* What to produce: Copy every entry exactly.

* Data supplied:

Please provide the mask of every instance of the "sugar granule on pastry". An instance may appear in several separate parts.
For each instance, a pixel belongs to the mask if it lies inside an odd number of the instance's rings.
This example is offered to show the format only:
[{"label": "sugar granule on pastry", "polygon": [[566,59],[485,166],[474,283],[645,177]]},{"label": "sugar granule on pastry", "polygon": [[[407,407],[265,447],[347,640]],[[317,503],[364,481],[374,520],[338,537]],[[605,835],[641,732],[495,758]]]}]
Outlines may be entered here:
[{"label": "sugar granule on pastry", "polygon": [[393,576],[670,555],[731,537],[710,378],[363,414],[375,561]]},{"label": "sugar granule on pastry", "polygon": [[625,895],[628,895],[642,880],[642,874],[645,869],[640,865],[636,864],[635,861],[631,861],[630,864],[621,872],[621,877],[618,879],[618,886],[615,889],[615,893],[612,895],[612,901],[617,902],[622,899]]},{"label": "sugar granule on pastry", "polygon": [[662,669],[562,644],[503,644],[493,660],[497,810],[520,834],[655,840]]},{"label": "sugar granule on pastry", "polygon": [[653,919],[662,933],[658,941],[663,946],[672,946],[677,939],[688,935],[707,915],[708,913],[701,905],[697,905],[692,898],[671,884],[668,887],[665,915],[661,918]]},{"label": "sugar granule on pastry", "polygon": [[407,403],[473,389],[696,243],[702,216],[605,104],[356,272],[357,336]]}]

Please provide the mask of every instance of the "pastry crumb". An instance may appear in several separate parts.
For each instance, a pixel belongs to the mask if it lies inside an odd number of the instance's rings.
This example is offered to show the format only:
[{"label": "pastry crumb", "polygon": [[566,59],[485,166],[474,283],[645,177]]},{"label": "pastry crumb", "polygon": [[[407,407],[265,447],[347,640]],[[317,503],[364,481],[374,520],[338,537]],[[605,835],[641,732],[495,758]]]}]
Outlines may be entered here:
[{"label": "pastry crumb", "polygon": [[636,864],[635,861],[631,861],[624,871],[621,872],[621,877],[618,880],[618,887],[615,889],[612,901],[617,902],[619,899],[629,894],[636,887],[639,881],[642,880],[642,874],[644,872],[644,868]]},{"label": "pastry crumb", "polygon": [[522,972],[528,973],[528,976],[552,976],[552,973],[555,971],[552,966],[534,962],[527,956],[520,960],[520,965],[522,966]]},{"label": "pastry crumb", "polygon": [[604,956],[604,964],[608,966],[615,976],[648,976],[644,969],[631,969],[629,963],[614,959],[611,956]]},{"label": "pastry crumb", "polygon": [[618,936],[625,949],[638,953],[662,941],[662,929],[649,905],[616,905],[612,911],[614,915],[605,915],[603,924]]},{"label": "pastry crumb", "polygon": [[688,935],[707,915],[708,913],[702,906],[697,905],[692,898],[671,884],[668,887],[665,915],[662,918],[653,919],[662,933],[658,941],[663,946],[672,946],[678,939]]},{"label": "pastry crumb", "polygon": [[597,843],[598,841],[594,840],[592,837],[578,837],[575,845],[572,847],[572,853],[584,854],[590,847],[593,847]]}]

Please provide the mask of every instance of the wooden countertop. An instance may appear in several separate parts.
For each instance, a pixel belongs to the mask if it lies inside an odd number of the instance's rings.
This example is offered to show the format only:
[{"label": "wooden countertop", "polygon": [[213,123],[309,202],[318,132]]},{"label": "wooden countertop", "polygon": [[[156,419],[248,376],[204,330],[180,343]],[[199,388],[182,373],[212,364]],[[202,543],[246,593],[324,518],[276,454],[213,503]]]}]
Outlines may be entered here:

* Solution to the exercise:
Please provide the mask of every instance of the "sugar granule on pastry". An instance may appear in several separate parts.
For each instance, a pixel belongs to the mask if it lies inside an odd number of the instance's rings.
This example is offered to show the format only:
[{"label": "sugar granule on pastry", "polygon": [[566,59],[485,166],[474,283],[645,177]]},{"label": "sugar granule on pastry", "polygon": [[[407,407],[265,447],[347,640]],[[317,503],[364,481],[374,520],[338,537]],[[605,835],[641,732],[495,758]]]}]
Outlines may be entered here:
[{"label": "sugar granule on pastry", "polygon": [[393,576],[670,555],[731,537],[710,378],[363,414],[375,561]]},{"label": "sugar granule on pastry", "polygon": [[625,895],[628,895],[642,880],[642,874],[645,869],[640,865],[636,864],[635,861],[631,861],[630,864],[621,872],[621,877],[618,879],[618,886],[615,889],[615,893],[612,895],[612,901],[617,902],[622,899]]},{"label": "sugar granule on pastry", "polygon": [[662,669],[562,644],[503,644],[493,660],[497,810],[520,834],[655,840]]},{"label": "sugar granule on pastry", "polygon": [[653,919],[662,933],[658,941],[663,946],[672,946],[677,939],[688,935],[707,915],[708,913],[701,905],[697,905],[692,898],[671,884],[668,887],[665,915],[661,918]]},{"label": "sugar granule on pastry", "polygon": [[407,403],[473,389],[696,243],[702,216],[605,104],[356,272],[357,336]]}]

Please provide the mask of every instance of the "pastry crumb". An instance may appear in several separate parts.
For each instance, a pixel belongs to the mask if it lies inside an odd number of the instance's rings.
This example is offered to show the format only:
[{"label": "pastry crumb", "polygon": [[566,59],[485,166],[474,283],[645,177]]},{"label": "pastry crumb", "polygon": [[[407,407],[265,447],[347,640]],[[317,503],[364,481],[374,520],[338,537]],[[605,835],[641,732],[495,758]]]}]
Outlines may be entered here:
[{"label": "pastry crumb", "polygon": [[636,864],[635,861],[631,861],[624,871],[621,872],[621,877],[618,880],[618,887],[615,889],[612,901],[617,902],[619,899],[629,894],[636,887],[639,881],[642,880],[642,874],[644,872],[644,868]]},{"label": "pastry crumb", "polygon": [[522,972],[528,973],[528,976],[552,976],[552,973],[555,971],[552,966],[534,962],[527,956],[520,960],[520,965],[522,966]]},{"label": "pastry crumb", "polygon": [[604,956],[604,964],[608,966],[615,976],[648,976],[644,969],[631,969],[629,963],[614,959],[611,956]]},{"label": "pastry crumb", "polygon": [[618,936],[625,949],[638,953],[662,941],[662,929],[649,905],[616,905],[612,911],[614,915],[605,915],[603,924]]},{"label": "pastry crumb", "polygon": [[688,935],[707,915],[708,913],[702,906],[697,905],[692,898],[671,884],[668,887],[665,915],[662,918],[653,919],[662,933],[658,941],[663,946],[672,946],[678,939]]},{"label": "pastry crumb", "polygon": [[597,843],[598,841],[594,840],[592,837],[578,837],[575,845],[572,847],[572,853],[584,854],[590,847],[593,847]]}]

Please provide the mask of every instance of the wooden countertop. An instance may appear in several separate parts.
For each instance, a pixel belongs to the mask if it lies inside an odd number of the instance's rings.
This example is offered to show the format only:
[{"label": "wooden countertop", "polygon": [[213,123],[309,202],[318,132]]},{"label": "wooden countertop", "polygon": [[[156,419],[248,376],[204,330],[180,343]],[[199,388],[182,373],[212,364]],[[202,543],[246,593],[324,518],[276,454],[213,503]]]}]
Outlines may be entered here:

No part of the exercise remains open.